(EXTRACTED TEXT Opens)
Indian enterprises are extensively leveraging data-centric business model for their present and future business landscape. In India, the most significant challenge for an organization is data protection and data privacy regulations. The Personal Data Protection Bill (PDPB) which is currently pending states that compliance is a necessity for all kinds of personal data. The Bill has extended the rights prescribed for individuals, a central data protection regulator was also introduced, and a requirement of data localization for certain sensitive data is also stated.
Another substantial challenge for Indian enterprises is that not enough investment in data systems and infrastructure is being made. As per the data localization requirements which is a part of the PDPB, consumer-related data must be sorted to create a higher demand for data center in India. Also, due to the current pandemic, March 2020 saw a soar in data traffic. So, the succeeding effect on data center operations is anticipated to be moderate in India.
How does India compare with the rest of the world with respect to usage of data? What are some of the significant differences in approach and implementation?
(EXTRACTED TEXT Closes)
(PROVIDED INFORMATION Opens)
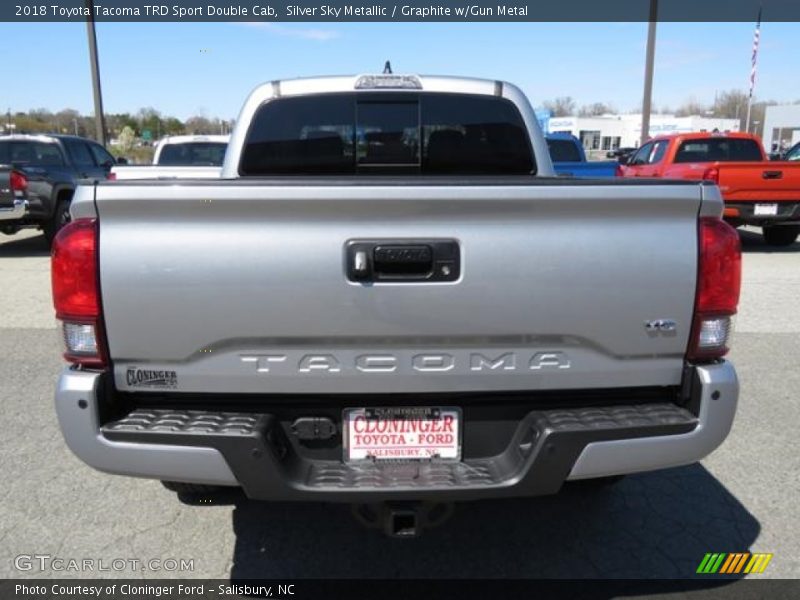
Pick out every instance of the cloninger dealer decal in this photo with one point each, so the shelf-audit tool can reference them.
(136, 377)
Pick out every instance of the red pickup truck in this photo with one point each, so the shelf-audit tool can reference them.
(756, 191)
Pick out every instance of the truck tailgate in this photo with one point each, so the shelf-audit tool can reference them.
(766, 181)
(234, 287)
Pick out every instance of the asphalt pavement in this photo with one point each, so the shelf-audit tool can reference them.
(744, 497)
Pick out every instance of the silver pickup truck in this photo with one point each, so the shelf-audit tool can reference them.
(389, 298)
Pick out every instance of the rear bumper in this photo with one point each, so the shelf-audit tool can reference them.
(250, 450)
(18, 210)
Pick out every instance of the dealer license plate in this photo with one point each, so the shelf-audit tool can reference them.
(766, 209)
(402, 433)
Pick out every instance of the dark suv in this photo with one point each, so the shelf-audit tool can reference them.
(48, 168)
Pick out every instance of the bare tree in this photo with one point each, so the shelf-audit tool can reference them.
(563, 106)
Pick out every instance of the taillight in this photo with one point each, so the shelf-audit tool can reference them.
(711, 174)
(76, 292)
(18, 182)
(719, 276)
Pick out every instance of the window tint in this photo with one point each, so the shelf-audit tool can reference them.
(658, 153)
(346, 134)
(388, 133)
(101, 155)
(30, 153)
(474, 135)
(210, 154)
(563, 151)
(718, 149)
(641, 155)
(79, 153)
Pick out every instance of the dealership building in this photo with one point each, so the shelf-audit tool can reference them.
(608, 132)
(781, 126)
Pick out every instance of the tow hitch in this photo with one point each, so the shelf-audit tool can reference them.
(402, 519)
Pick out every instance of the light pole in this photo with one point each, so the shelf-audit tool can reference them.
(648, 71)
(99, 119)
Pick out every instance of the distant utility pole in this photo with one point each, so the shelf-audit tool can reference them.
(649, 61)
(753, 65)
(99, 119)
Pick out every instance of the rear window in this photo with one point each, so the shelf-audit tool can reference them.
(563, 151)
(38, 154)
(718, 149)
(193, 154)
(385, 133)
(PROVIDED INFORMATION Closes)
**WORK INSTRUCTION**
From the passage on data regulation in India, extract the text between "Another substantial challenge" and "approach and implementation?", inclusive.

**RESPONSE**
Another substantial challenge for Indian enterprises is that not enough investment in data systems and infrastructure is being made. As per the data localization requirements which is a part of the PDPB, consumer-related data must be sorted to create a higher demand for data center in India. Also, due to the current pandemic, March 2020 saw a soar in data traffic. So, the succeeding effect on data center operations is anticipated to be moderate in India.
How does India compare with the rest of the world with respect to usage of data? What are some of the significant differences in approach and implementation?